What is needed ->
In full and without alteration, copy the listing.

++++++++++++++++++++

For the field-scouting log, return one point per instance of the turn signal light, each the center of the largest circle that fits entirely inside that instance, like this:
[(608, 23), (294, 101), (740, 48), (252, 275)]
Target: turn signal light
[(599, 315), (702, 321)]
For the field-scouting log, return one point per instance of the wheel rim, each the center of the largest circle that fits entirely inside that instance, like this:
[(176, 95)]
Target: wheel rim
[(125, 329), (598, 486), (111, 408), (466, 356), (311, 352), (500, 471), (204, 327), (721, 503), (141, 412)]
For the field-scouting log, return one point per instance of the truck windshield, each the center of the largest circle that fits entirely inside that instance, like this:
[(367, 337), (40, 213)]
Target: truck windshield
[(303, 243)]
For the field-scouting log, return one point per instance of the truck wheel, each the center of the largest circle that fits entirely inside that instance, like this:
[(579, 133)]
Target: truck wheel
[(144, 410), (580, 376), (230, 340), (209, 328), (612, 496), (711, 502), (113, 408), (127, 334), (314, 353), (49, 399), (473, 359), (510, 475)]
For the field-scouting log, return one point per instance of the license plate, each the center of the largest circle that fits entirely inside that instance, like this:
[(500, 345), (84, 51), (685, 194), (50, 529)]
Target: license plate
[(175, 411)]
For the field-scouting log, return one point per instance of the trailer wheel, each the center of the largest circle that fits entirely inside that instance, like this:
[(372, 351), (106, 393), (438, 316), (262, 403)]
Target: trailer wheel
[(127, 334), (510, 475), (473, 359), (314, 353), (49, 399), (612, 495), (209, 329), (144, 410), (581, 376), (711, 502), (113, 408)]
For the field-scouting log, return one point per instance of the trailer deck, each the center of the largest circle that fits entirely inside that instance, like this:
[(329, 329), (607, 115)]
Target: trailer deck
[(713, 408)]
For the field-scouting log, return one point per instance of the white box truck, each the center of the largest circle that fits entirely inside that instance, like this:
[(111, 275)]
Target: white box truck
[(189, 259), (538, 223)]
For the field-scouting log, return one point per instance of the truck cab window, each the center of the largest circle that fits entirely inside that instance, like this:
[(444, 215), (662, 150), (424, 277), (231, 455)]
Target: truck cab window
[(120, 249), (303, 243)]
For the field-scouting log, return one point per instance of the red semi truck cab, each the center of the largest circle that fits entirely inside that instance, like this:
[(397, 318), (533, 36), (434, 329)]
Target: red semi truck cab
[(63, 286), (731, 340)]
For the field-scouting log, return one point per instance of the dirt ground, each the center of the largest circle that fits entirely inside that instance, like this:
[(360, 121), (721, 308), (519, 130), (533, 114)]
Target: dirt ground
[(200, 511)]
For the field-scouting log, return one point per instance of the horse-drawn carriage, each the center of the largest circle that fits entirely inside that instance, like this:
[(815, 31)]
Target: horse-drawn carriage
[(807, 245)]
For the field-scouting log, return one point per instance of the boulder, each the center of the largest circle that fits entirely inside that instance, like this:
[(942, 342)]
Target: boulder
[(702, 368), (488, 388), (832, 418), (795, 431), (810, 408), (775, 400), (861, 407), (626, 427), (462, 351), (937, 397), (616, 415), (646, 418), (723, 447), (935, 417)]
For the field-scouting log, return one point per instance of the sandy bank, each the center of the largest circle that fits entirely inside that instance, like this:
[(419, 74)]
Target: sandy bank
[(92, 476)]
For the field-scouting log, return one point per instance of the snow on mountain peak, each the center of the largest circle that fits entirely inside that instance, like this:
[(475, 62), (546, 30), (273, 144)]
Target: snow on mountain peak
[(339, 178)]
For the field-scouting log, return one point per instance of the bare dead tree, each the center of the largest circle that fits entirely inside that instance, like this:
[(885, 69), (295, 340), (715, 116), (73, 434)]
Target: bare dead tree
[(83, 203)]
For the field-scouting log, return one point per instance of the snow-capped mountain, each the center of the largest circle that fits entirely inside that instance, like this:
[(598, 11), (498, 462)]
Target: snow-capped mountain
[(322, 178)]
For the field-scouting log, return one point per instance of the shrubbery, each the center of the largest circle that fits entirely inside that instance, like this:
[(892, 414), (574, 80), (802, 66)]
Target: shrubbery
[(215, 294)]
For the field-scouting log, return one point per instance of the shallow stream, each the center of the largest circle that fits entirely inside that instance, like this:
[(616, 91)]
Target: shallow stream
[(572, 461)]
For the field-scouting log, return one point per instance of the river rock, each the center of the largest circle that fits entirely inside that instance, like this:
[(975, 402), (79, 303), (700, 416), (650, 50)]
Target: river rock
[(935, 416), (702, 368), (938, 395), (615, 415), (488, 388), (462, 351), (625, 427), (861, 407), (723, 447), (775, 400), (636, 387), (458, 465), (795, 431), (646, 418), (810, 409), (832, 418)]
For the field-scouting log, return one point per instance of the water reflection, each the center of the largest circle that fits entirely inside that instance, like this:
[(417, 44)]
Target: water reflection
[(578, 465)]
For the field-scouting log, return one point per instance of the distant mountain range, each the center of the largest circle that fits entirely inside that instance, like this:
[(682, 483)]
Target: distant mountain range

++++++++++++++++++++

Result of the task ->
For the field-scouting log, return one point per instance of the turn signal light, each the center of the largest circle that fits entirely inside that instance, like this:
[(608, 23), (294, 101), (740, 48), (252, 275)]
Target: turn signal light
[(599, 315), (702, 321)]
For the field-scouting log, return one point per instance of the wheel rim, each the center of the largest circle that fits entirely inside that instance, like this:
[(176, 95)]
Target: wheel rim
[(125, 329), (598, 486), (111, 408), (466, 356), (311, 352), (500, 471), (204, 327), (721, 503), (141, 412)]
For the field-scouting log, return one point per instance of the truck windshield, each the center of the largest circle that fits entirely inside that instance, like this:
[(367, 337), (40, 213)]
Target: truck windshield
[(303, 243)]
For the field-scouting log, return one point per instance of the truck wheel, each the center of the largest circle that fits entirely inside that instance, like this:
[(579, 133)]
Target: truck wheel
[(144, 410), (580, 376), (230, 340), (209, 328), (612, 496), (711, 502), (113, 408), (127, 334), (314, 353), (49, 399), (473, 359), (510, 475)]
For the field-scouting log, return one point per instance of the license plate, each the center of the largest circle that fits entirely inside that instance, like this:
[(500, 345), (84, 51), (685, 194), (50, 529)]
Target: license plate
[(175, 411)]
For the field-scouting log, return one point per instance of the trailer wheel, each the center of the largest circle that fits entirely inside that instance, like this:
[(372, 351), (106, 393), (438, 316), (262, 403)]
Target: trailer wheel
[(127, 334), (510, 475), (473, 359), (314, 353), (49, 399), (612, 495), (209, 329), (144, 410), (581, 376), (711, 502), (113, 408)]
For the field-scouting log, return one point per instance of the trailer deck, each the center of the largest circle that fits entirely inside that instance, like this:
[(329, 329), (607, 115)]
Target: trailer deck
[(713, 408)]
For the field-scouting log, return one point per instance of the white box truck, each the center of the largest circle that fits entirely inside that instance, like this:
[(111, 275)]
Target: white box truck
[(189, 259), (538, 223)]
For the field-scouting log, return one point per instance of the truck cab window, each the center of the largest circle that fits entirely inside that instance, like this:
[(444, 215), (662, 150), (424, 277), (231, 455)]
Target: truck cab window
[(120, 249), (303, 243)]
For the field-scouting log, return one point per instance of the red semi truck cab, each the center of the largest circle that fits entirely inside that instance, like this:
[(397, 318), (533, 36), (434, 329)]
Target: red semi truck cab
[(63, 286), (731, 340)]
For the field-scouting log, return one point per instance of the dirt ground, each the center of the largest circle that fits entirely inside that instance, like this:
[(360, 121), (721, 308), (519, 130), (533, 114)]
Target: dirt ground
[(200, 511)]
For the field-scouting log, return one point per instance of the horse-drawn carriage, each the center of the largest circle that fits entirely inside that instance, like this:
[(815, 31)]
Target: horse-drawn carriage
[(807, 245)]
For the field-scouting log, return one point per instance of the boulder, each the center of the largest circle that fits entirely inside that instance, like this:
[(942, 342)]
Target: boulder
[(702, 368), (488, 388), (832, 418), (795, 431), (810, 408), (775, 400), (861, 407), (626, 427), (462, 351), (937, 397), (616, 415), (646, 418), (723, 447), (935, 417)]
For the field-scouting log, return one point per instance of the sandy bank, each the center of the largest circle that fits entirely inside that instance, like this:
[(419, 74)]
Target: sandy bank
[(92, 476)]
For the field-scouting log, return one point per instance of the snow on mountain peak, each the center of the largest circle that fits entirely inside that instance, like this:
[(475, 62), (546, 30), (273, 144)]
Target: snow on mountain peak
[(339, 178)]
For the field-scouting log, return one point per instance of the bare dead tree, each the center of the largest circle that fits entirely inside that instance, like this:
[(885, 69), (295, 340), (715, 116), (73, 434)]
Target: bare dead tree
[(83, 203)]
For the field-scouting log, return one point per instance of the snow-capped mountain, each the center of the largest circle that fits entirely inside that instance, like this:
[(598, 11), (498, 462)]
Target: snow-capped mountain
[(322, 178)]
For the field-scouting log, return one point per instance of the shrubbery, each the center of the largest circle that fits entirely inside that instance, like this:
[(892, 414), (574, 80), (802, 66)]
Target: shrubbery
[(215, 294)]
For the field-scouting log, return one point per instance of the shallow stream, each the center of the largest circle that fits entirely inside that instance, like this:
[(616, 91)]
Target: shallow stream
[(572, 461)]
For the field-scouting log, return one point per instance of the river rock, each the center of the largest circle that fits entirely inside that instance, like this:
[(975, 402), (79, 303), (700, 416), (650, 50)]
Target: river rock
[(935, 416), (702, 368), (938, 395), (615, 415), (488, 388), (462, 351), (625, 427), (861, 407), (723, 447), (775, 400), (636, 387), (458, 465), (795, 431), (646, 418), (810, 409), (832, 418)]
For the field-scouting log, return one point per instance of the water reflection, each the center of the largest circle that fits entirely inside that instance, like this:
[(417, 44)]
Target: water reflection
[(578, 465)]
For the field-scouting log, return one point per instance of the distant mountain range, each the center of the largest circle that fits entirely inside that instance, like this:
[(682, 483)]
Target: distant mountain range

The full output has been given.